───── QUOTED TEXT ─────

How to delete repeating characters with stringr-CodePudding

I have a dataframe that looks like this:

library(tibble)
tibble(address_bad = c("1 DA DATALPA PL", 
                       "231 ST STERN AVE", 
                       "943 W WESTON AVE"))
#> # A tibble: 3 × 1
#>   address_bad     
#>   <chr>           
#> 1 1 DA DATALPA PL 
#> 2 231 ST STERN AVE
#> 3 943 W WESTON AVE

The distinguishing characteristic is that some (but not all) addresses have the first two letters of the street name as a separate word before the street name (e.g., "1 DA DATALPA PL"). In that case, I want to change it to "1 DATALPA PL". But sometimes, there is a single character indicating the direction (north, south, east, west), which I want to keep (e.g.,"943 W WESTON AVE"). How can I use stringr functions to get the following result:

tibble(address_good = c("1 DATALPA PL",
                        "231 STERN AVE", 
                        "943 W WESTON AVE"))

───── EXTRACTED ENTRIES ─────

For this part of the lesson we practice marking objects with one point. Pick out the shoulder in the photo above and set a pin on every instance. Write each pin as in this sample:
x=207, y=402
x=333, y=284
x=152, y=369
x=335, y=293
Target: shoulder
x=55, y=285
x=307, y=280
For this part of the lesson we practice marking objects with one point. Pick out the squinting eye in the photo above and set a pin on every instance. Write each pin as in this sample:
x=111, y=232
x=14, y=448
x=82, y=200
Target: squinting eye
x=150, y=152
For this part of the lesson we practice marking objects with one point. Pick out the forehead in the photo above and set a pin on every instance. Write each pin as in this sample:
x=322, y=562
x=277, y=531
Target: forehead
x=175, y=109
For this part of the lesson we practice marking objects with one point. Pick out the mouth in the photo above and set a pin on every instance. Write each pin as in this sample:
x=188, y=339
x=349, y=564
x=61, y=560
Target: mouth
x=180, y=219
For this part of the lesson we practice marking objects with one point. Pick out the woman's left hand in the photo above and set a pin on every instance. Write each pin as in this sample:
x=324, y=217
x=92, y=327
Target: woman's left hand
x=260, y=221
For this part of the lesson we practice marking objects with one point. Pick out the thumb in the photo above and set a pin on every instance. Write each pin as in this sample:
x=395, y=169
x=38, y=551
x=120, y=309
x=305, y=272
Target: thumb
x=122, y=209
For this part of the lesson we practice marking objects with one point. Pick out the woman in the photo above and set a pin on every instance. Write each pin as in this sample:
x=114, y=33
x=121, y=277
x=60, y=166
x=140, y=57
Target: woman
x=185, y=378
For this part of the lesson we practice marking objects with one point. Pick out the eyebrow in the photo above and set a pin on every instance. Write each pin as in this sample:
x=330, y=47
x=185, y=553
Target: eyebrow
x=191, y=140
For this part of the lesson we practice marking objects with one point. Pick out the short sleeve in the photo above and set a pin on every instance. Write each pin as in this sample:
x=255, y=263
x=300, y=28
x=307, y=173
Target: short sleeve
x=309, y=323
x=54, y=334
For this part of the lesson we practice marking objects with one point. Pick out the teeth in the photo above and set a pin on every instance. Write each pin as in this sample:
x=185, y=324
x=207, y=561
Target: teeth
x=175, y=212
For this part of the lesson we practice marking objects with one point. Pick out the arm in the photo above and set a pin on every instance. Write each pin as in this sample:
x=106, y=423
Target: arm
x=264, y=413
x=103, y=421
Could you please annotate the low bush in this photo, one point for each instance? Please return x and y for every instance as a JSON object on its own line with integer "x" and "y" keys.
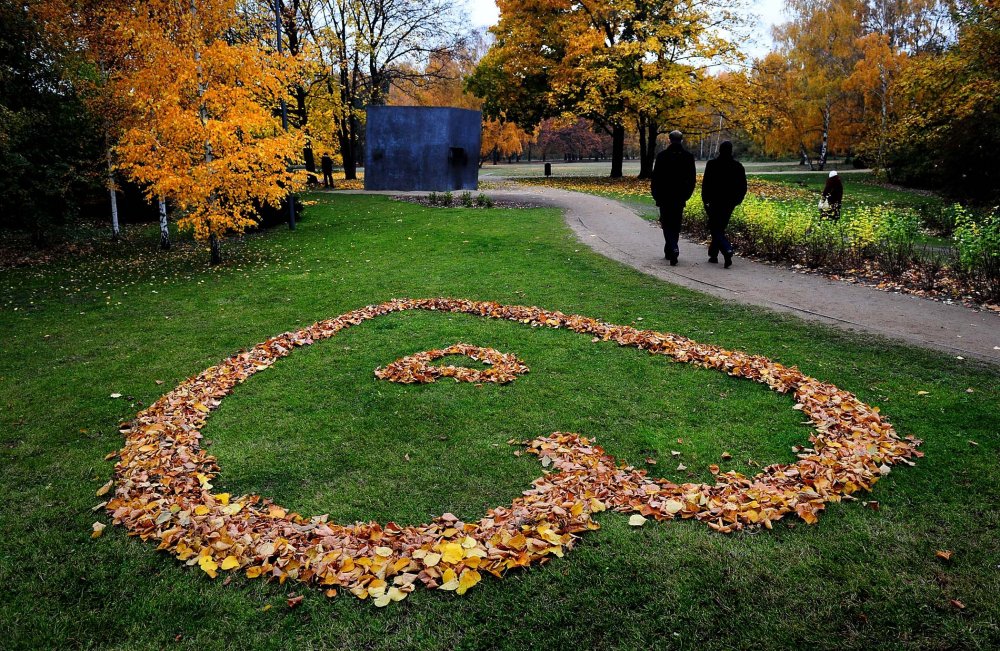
{"x": 977, "y": 250}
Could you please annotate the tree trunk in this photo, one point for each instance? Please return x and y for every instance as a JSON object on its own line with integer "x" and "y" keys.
{"x": 803, "y": 152}
{"x": 115, "y": 229}
{"x": 824, "y": 144}
{"x": 216, "y": 247}
{"x": 642, "y": 148}
{"x": 164, "y": 231}
{"x": 884, "y": 126}
{"x": 617, "y": 150}
{"x": 647, "y": 155}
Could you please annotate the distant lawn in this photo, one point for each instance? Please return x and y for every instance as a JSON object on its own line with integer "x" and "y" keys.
{"x": 320, "y": 434}
{"x": 861, "y": 186}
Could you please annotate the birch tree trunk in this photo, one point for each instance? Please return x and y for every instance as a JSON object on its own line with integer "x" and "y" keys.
{"x": 115, "y": 229}
{"x": 215, "y": 244}
{"x": 164, "y": 231}
{"x": 824, "y": 148}
{"x": 617, "y": 150}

─────

PARTS OF THE EXERCISE -
- a) List every address string assigned to address_bad in the text on cleaning addresses with stringr.
- b) Write a continuation of the text on cleaning addresses with stringr, starting after its last line.
The records are drawn from a different source than the text.

RESULTS FOR EACH TASK -
- a) "1 DA DATALPA PL", "231 ST STERN AVE", "943 W WESTON AVE"

- b)
#> # A tibble: 3 × 1
#>   address_good    
#>   <chr>           
#> 1 1 DATALPA PL    
#> 2 231 STERN AVE   
#> 3 943 W WESTON AVE

CodePudding user response：

We could capture the two uppercase letters ([A-Z]{2}), check for any optional space before the backreference of the captured group (\\s?\\1) and replace with the backreference

df1$address_bad <- gsub("([A-Z]{2})(\\s?\\1)", "\\1", df1$address_bad)
df1$address_bad
[1] "1 DATALPA PL"     "231 STERN AVE"    "943 W WESTON AVE"